Reproduce the listing below verbatim.
•••••
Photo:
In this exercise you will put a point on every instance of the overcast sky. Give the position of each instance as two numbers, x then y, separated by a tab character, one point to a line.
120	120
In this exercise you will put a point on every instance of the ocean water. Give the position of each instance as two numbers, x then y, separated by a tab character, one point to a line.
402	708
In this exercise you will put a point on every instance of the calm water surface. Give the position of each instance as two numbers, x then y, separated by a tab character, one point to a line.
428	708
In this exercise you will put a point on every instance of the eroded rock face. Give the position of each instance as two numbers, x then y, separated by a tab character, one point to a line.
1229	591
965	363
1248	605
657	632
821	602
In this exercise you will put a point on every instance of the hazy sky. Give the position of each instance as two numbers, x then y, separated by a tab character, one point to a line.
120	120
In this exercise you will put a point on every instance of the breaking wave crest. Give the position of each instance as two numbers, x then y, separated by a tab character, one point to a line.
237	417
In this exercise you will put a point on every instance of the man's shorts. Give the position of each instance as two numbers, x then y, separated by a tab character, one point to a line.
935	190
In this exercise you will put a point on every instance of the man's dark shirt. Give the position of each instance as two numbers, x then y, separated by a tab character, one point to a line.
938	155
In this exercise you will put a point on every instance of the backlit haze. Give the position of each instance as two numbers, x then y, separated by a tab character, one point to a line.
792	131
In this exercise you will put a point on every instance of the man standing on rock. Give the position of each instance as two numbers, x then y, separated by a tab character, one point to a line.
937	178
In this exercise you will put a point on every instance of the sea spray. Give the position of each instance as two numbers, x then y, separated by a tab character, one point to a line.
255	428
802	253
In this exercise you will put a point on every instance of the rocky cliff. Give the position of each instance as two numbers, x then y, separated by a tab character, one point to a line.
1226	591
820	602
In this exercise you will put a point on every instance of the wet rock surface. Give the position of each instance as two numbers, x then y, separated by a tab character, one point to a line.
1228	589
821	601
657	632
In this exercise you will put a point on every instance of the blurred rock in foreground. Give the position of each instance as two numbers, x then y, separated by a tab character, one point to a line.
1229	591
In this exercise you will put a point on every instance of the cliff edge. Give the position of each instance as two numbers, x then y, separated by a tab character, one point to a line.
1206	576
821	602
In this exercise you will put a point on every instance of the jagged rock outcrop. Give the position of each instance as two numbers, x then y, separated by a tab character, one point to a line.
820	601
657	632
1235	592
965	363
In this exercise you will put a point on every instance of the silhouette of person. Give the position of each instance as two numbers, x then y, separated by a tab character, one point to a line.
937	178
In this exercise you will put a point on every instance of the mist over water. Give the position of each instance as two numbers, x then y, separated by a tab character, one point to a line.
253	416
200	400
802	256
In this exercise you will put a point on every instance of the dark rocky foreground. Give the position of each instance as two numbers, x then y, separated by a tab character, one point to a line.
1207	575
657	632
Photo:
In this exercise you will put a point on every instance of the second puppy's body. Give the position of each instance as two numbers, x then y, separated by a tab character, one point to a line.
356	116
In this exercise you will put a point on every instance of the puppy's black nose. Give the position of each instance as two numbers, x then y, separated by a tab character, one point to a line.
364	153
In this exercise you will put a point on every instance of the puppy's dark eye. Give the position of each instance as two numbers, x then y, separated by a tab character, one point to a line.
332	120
•••••
▶ RESULT OF THIS TASK
Photo:
In this exercise you will put a point on every instance of the overcast sky. Give the position of each instance as two numbers, x then y, separated by a tab character, one point to a line.
120	120
In this exercise you will put a point on every instance of the ocean water. Give the position of each instance as two numbers, x then y, separated by a tab character, one point to a line.
402	708
In this exercise you will put a point on every instance of the calm water surface. Give the position of each instance as two numbers, x then y, separated by a tab character, one point to a line.
428	708
In this exercise you will put a point on every instance of the eroded rock face. Give the position of each instance as two numbers, x then y, separated by a tab character, one point to a line.
1229	591
965	363
1248	605
657	632
821	602
In this exercise you will put a point on every instance of the hazy sky. Give the position of each instance as two numbers, x then y, separated by a tab character, one point to a line.
120	120
In this exercise you will put a point on every instance of the breaking wave crest. Give the position of each instance as two numbers, x then y, separated by a tab character, one point to a line.
237	417
In this exercise you will put a point on every instance of the man's shorts. Give the position of each instance as two numbers, x then y, separated by a tab character, one point to a line.
935	190
In this exercise you will put a point on every instance of the man's dark shirt. Give the position of each instance as two numbers, x then y, separated by a tab character, one point to a line.
938	155
In this exercise you will put a point on every instance of the backlit haze. Give the position of each instance as two numbers, x then y, separated by a tab character, one point to a line.
792	131
In this exercise you will put a point on every instance of the man standing on rock. Give the position of each instance as two numbers, x then y, separated by a tab character, one point to a line.
937	178
In this exercise you will put a point on every instance of the sea spray. Give the position of each instance as two numbers, x then y, separated by a tab character, one point to a line.
255	428
802	253
In this exercise you will put a point on every instance of the rocky cliff. Give the position of each instance as two numbers, x then y, separated by a tab character, one point to a line.
1226	591
820	602
In this exercise you will put a point on every instance of the wet rock surface. Give the position of each instance as two numbers, x then y, separated by a tab character, one point to a line.
1228	589
821	601
657	632
In this exercise you will put a point on every instance of the blurred rock in foreground. Give the position of each instance as two numbers, x then y, separated by a tab character, one point to a line.
1229	591
In this exercise you will put a point on every instance of the cliff edge. Give the position of each instance as two numbers, x then y, separated by a tab character, one point to a line.
1206	576
821	602
In this exercise you will put a point on every instance of the jagged rock outcrop. Give the position of each instance as two numbers, x then y, separated by a tab character, one point to a line.
820	601
657	632
1235	592
965	363
In this exercise you will put a point on every instance of the silhouette of person. Give the position of each instance as two numbers, x then y, separated by a tab character, one point to a line.
937	178
In this exercise you will put a point on every instance of the mist over water. Give the position of each instance as two numbers, x then y, separated by a tab character, one point to a line.
253	416
200	400
802	256
In this exercise you will put a point on every instance of the dark rocky foreground. Give the position of each instance as two numbers, x then y, separated by a tab character, one point to a line.
1207	575
657	632
Photo:
In this exercise you will put a point on every instance of the second puppy's body. Give the position of each instance as two numbers, x then y, separated by a tab character, one point to a line.
356	116
In this exercise you will put a point on every instance of the puppy's black nose. Give the position of each instance as two numbers, x then y, separated by a tab character, one point to a line.
364	153
In this exercise you will put a point on every instance of the puppy's dark eye. Give the position of each instance as two numbers, x then y, separated by a tab character, one point to a line.
332	120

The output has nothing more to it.